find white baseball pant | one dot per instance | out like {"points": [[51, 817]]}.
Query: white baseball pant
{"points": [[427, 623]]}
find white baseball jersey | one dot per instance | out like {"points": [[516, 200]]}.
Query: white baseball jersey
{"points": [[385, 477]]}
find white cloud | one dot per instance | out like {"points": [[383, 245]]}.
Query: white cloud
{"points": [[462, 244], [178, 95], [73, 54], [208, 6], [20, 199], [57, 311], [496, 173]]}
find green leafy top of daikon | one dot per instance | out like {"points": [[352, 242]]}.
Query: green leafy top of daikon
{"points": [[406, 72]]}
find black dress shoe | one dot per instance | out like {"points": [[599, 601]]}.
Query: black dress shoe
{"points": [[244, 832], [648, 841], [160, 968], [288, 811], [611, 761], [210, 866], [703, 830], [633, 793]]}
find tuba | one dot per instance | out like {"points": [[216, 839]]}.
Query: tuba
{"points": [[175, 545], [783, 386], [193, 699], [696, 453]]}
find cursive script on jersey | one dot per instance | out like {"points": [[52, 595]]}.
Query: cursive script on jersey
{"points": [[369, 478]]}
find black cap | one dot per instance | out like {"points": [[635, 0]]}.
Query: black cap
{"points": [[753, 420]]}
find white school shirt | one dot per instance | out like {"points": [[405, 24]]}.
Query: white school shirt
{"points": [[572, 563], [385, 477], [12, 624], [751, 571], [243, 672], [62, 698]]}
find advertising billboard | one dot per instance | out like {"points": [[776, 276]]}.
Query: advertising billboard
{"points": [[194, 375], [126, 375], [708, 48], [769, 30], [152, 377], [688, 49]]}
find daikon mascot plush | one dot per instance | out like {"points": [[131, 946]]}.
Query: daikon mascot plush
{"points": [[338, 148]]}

■ What is required ■
Copy the records from the line containing "find green leafy" through the end of the records, inclusive, keeping the requests. Multiply every point coordinate in the answers by 2.25 and round to whole numbers, halves up, leaving all numbers in the requests and their format samples unchanged.

■ Exercise solution ■
find green leafy top of daikon | one dot per instance | out like {"points": [[352, 242]]}.
Query: green leafy top of daikon
{"points": [[914, 162]]}
find black dress shoe | one dot per instance | out like {"points": [[599, 601]]}.
Query: black dress shoe
{"points": [[549, 1872], [1458, 1892], [360, 2178], [648, 1825], [1375, 1712], [473, 1949], [1582, 1868], [1424, 1784]]}
find tuba | one dot per instance | out like {"points": [[216, 839]]}.
Query: tuba
{"points": [[394, 1226], [1762, 869], [434, 1573], [1566, 1019]]}
find cursive script on jersey | one dot per instance | out like {"points": [[52, 595]]}.
Query: cursive script on jersey
{"points": [[830, 1076]]}
find black cap | one dot per instance | out like {"points": [[635, 0]]}.
Query: black cap
{"points": [[1694, 945]]}
find white school shirt | one dot per instance | out like {"points": [[405, 24]]}.
Query: white school shirt
{"points": [[1287, 1267], [866, 1073], [27, 1404], [1690, 1285], [547, 1512], [140, 1571]]}
find advertising billboard | one dot per instance | out like {"points": [[776, 276]]}.
Query: advertising billboard
{"points": [[437, 844], [284, 844], [1593, 108], [1730, 68], [342, 848], [1548, 110]]}
find daikon mascot plush | one dot per instance | out like {"points": [[131, 946]]}.
Query: daikon mascot plush
{"points": [[761, 333]]}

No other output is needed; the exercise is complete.